◆ **DESCRIPTION OF THE TASK**
Please edit the listing from the line containing "For the benchmark, mark every instance of the black" through the end of the listing, changing "palm tree" to "coconut tree" and keeping everything else the same. Return only those lines.

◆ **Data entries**
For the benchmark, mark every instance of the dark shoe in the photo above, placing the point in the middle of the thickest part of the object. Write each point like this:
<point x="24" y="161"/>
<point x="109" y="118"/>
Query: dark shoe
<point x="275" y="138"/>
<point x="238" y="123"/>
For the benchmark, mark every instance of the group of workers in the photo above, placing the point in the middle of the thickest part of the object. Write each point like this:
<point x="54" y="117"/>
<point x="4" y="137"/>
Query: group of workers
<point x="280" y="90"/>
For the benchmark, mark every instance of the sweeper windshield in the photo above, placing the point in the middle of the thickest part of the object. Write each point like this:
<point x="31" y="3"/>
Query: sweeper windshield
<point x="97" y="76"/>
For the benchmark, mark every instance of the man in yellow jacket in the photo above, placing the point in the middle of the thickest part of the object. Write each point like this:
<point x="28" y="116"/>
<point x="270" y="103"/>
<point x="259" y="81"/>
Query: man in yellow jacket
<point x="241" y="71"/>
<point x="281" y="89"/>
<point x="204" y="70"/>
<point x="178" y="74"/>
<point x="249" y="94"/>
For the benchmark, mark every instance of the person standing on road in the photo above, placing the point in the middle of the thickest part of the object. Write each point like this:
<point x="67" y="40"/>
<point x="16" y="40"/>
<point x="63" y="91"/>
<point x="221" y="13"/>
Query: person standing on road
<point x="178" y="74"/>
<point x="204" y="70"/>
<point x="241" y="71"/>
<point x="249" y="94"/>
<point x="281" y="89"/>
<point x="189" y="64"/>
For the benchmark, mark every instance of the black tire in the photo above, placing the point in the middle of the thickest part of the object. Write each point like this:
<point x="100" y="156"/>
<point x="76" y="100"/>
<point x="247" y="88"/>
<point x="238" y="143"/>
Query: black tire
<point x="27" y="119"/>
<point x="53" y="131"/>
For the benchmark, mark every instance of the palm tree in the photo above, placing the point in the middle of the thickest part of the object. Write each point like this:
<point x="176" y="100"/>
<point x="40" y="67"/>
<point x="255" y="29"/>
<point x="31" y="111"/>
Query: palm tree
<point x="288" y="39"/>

◆ **OUTPUT OF THE TASK**
For the benchmark, mark every instance of the black tire in the photo above, placing the point in the middle of the thickest part of the object. Write each point like this:
<point x="100" y="156"/>
<point x="76" y="100"/>
<point x="247" y="88"/>
<point x="238" y="143"/>
Query: black tire
<point x="27" y="119"/>
<point x="53" y="131"/>
For the benchmark, mark every instance of the coconut tree in the photo above, placing the point in the middle of the thickest part of the object. Write each point like this:
<point x="176" y="100"/>
<point x="40" y="67"/>
<point x="255" y="29"/>
<point x="31" y="111"/>
Query: coconut tree
<point x="288" y="39"/>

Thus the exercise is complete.